> Written task
Render all of the rows below as a numbered list, leaving out any blank lines.

-=-=-

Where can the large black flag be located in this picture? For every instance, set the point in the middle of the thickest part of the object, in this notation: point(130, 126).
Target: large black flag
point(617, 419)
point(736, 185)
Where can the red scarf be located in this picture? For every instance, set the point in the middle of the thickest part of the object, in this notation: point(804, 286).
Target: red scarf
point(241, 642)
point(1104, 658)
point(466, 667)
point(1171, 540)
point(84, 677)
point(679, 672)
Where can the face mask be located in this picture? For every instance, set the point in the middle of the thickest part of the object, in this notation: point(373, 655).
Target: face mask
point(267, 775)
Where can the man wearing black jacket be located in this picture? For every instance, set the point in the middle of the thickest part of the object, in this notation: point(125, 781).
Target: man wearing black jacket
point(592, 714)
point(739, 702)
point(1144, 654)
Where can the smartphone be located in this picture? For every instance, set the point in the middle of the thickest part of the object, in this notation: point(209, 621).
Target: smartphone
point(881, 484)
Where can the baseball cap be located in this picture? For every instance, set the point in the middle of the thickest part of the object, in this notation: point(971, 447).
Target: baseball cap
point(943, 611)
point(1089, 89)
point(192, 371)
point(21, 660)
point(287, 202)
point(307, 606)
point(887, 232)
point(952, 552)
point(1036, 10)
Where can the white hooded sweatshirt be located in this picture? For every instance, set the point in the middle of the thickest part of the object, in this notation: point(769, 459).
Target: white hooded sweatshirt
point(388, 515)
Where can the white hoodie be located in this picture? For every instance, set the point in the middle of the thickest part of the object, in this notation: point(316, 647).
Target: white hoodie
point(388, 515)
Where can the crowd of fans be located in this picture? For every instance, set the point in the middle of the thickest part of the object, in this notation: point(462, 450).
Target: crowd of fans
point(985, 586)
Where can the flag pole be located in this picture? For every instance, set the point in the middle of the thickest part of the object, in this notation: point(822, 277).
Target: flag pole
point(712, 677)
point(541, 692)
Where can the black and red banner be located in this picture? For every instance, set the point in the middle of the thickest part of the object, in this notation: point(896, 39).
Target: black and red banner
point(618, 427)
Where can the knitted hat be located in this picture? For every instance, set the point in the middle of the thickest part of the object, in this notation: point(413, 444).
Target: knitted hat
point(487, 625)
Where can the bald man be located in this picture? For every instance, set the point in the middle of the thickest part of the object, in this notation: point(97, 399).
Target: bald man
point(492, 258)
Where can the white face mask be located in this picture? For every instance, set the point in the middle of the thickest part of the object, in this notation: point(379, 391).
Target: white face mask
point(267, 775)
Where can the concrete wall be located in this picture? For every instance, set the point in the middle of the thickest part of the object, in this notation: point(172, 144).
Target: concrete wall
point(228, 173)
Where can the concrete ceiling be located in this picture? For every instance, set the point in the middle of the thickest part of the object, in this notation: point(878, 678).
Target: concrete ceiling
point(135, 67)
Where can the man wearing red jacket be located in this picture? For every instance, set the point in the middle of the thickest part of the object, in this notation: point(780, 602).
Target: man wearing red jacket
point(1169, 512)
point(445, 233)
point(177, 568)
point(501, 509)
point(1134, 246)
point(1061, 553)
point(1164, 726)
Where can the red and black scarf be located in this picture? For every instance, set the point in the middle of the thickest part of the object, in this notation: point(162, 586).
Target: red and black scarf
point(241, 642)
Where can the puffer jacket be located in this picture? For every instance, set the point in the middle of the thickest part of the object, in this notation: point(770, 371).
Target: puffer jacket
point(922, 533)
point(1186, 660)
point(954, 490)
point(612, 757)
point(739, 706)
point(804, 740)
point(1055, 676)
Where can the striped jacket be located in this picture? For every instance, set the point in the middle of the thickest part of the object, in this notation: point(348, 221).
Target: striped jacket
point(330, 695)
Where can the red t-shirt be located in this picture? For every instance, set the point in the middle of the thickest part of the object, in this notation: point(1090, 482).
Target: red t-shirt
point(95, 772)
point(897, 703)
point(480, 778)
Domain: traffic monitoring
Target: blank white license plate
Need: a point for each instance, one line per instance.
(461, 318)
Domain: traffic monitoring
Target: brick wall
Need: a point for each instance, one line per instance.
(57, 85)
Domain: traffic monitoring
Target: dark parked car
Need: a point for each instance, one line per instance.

-=-=-

> Written answer
1. Where can the large black flag be located in this picture? For every instance, set the point in the middle of the thickest part of the object, in this notation: point(130, 126).
2. Target: large black flag
3. point(617, 419)
4. point(736, 185)
5. Where can the red scarf be located in this picture? For every instance, set the point in the middle of the thickest part of the object, in this notation: point(804, 286).
6. Target: red scarf
7. point(241, 642)
8. point(1104, 658)
9. point(466, 667)
10. point(1171, 540)
11. point(84, 677)
12. point(679, 672)
13. Where can the face mask be located in this picture? For every instance, set the point in the middle of the thickest part of the object, in this notation: point(373, 655).
14. Target: face mask
15. point(267, 775)
16. Where can the man wearing black jacket be located in this picture? For every instance, set the point in the middle of the thickest part of the object, in this notation: point(125, 781).
17. Target: man wearing black jacket
18. point(592, 714)
19. point(739, 702)
20. point(1144, 654)
21. Where can the smartphone be located in this picture? For every instance, set the point in the middle of the thickest part of the object, in this notation: point(209, 621).
22. Target: smartphone
23. point(881, 484)
24. Where can the baseball cap be located in this picture? For every instance, set the point in the middle of the thickest part of the object, in this notation: point(971, 447).
25. Target: baseball cap
26. point(943, 611)
27. point(1089, 89)
28. point(192, 371)
29. point(21, 660)
30. point(287, 202)
31. point(307, 606)
32. point(887, 232)
33. point(952, 552)
34. point(1036, 10)
35. Where can the white hooded sweatshirt be located in this picture? For every instance, set the point in the middle of the thickest part of the object, in this notation: point(769, 459).
36. Target: white hooded sweatshirt
37. point(388, 515)
38. Where can the white hoodie be located in this picture? For every instance, set the point in the middle of the thickest part of the object, in this notation: point(316, 647).
39. Target: white hoodie
40. point(388, 515)
41. Where can the crowd of fans be located in this picture? For every instance, set the point in the middle of the thickest part of the object, in this notation: point(462, 450).
42. Target: crowd of fans
43. point(985, 586)
44. Where can the flag pole be located in this picture? For every instance, set the point in the middle of the thickest part of the object, in this notation: point(822, 277).
45. Target: flag pole
46. point(712, 677)
47. point(541, 692)
48. Where can the black and red banner be located in this picture? For every instance, set the point in the middle of the thickest part of the object, in this notation: point(896, 39).
49. Target: black and red banner
50. point(618, 427)
51. Where can the knitted hat be located in this picture? For every instance, set the point in the middle of the thickest part of the object, in this notation: point(413, 444).
52. Target: knitted hat
53. point(487, 625)
54. Where can the bald man be located in this picture? For every instance, set the point in the middle of the thickest part of the object, in this notation: point(97, 399).
55. Target: bald man
56. point(492, 258)
57. Where can the white face mask be located in this picture? For every instance, set the point in the middle of the thickest part of the object, in this notation: point(379, 391).
58. Target: white face mask
59. point(267, 775)
60. Where can the concrete wall be located in this picture? For every instance, set the point in the middle of the thickest part of the object, in this notation: point(172, 144).
61. Target: concrete wall
62. point(228, 173)
63. Where can the concrete ceiling be located in this picture? For every instance, set the point in the middle of the thickest part of the object, in this notation: point(878, 678).
64. Target: concrete ceiling
65. point(135, 67)
66. Where can the man wearing red jacket be located in this picture? For every instance, set the point in the middle of the thickest part of the object, in this notation: point(780, 602).
67. Target: man wearing red jacket
68. point(1169, 512)
69. point(445, 233)
70. point(177, 568)
71. point(501, 509)
72. point(1134, 246)
73. point(1061, 553)
74. point(1164, 726)
75. Where can the red and black scarf be located in this picture? For every instance, set the point in the middle of the thickest part of the object, in this notation: point(162, 586).
76. Target: red and black scarf
77. point(241, 642)
78. Where can the puffer jacket be located in this picture? For every instance, set the point in the middle of the thickest part of the object, in this notation: point(770, 371).
79. Target: puffer jacket
80. point(922, 533)
81. point(1186, 660)
82. point(954, 490)
83. point(612, 757)
84. point(739, 706)
85. point(804, 740)
86. point(1055, 676)
87. Where can the striped jacket be located in this picture? For every instance, set the point in the middle of the thickest part of the object, in this notation: point(348, 221).
88. Target: striped jacket
89. point(330, 695)
90. Where can the red t-shirt be located in this picture? For every instance, set the point in the middle of the thickest part of the object, in this notation: point(1090, 482).
91. Target: red t-shirt
92. point(95, 772)
93. point(897, 703)
94. point(480, 778)
95. Domain: traffic monitoring
96. Target: blank white license plate
97. Need: a point for each instance, one line per instance.
98. (461, 318)
99. Domain: traffic monitoring
100. Target: brick wall
101. Need: a point for each instance, one line per instance.
102. (57, 85)
103. Domain: traffic monitoring
104. Target: dark parked car
105. Need: a point for each instance, one line per instance.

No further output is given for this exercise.